Data provided

::::::::

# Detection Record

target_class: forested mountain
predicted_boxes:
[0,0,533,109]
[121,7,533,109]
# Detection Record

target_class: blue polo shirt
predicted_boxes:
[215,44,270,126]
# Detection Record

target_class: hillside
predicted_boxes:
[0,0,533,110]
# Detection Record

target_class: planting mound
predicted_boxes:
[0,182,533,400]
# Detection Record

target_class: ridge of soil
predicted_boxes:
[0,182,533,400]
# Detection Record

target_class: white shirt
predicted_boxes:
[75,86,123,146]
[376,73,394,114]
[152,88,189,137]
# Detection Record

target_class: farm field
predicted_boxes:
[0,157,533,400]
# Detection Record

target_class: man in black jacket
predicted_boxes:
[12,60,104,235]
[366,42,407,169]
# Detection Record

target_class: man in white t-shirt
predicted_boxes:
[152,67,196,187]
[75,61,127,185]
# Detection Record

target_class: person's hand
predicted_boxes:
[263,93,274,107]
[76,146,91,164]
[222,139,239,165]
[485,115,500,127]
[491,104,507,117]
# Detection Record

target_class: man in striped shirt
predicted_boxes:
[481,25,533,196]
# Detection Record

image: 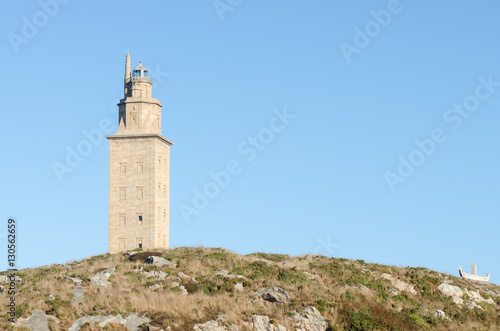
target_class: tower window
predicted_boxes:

::::::::

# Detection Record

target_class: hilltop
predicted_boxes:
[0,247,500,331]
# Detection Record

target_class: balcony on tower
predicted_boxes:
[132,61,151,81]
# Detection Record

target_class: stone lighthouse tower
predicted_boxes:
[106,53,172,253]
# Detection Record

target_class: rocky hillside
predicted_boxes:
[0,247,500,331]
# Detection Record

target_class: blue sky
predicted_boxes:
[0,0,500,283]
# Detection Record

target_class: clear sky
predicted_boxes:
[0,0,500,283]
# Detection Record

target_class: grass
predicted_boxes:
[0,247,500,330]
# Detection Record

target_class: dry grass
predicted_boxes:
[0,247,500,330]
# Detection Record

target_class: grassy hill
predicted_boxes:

::::::::

Locate every line in the material above that contains the string "tower" and copy each of those lines.

Problem solution
target_class: tower window
target_class: balcony on tower
target_class: stone lighthouse tower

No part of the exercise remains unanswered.